The answer is to be an exact copy of the lines below running from the line with "box: [541, 365, 667, 439]" down to the line with "rough mask: <svg", both ends included, and nothing more.

---------------

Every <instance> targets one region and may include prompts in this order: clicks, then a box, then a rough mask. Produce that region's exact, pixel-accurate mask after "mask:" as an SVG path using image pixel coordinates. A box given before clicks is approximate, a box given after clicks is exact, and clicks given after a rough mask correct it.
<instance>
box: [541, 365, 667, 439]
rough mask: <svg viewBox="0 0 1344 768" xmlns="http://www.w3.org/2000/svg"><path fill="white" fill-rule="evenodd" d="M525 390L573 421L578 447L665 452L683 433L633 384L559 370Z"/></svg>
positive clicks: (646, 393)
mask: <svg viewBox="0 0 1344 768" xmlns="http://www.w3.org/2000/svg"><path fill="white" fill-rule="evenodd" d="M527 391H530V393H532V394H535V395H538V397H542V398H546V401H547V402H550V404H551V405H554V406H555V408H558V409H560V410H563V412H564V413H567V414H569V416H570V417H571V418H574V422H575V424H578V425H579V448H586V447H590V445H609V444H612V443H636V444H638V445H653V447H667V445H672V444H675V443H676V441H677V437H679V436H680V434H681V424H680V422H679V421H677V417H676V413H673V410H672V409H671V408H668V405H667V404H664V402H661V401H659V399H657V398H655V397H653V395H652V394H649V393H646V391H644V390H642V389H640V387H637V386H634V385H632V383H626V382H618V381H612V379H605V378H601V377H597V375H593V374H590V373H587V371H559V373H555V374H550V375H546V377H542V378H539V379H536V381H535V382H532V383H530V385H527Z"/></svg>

---------------

■ **Reply to the exercise**
box: [541, 365, 667, 439]
rough mask: <svg viewBox="0 0 1344 768" xmlns="http://www.w3.org/2000/svg"><path fill="white" fill-rule="evenodd" d="M525 390L573 421L578 447L665 452L683 433L633 384L559 370Z"/></svg>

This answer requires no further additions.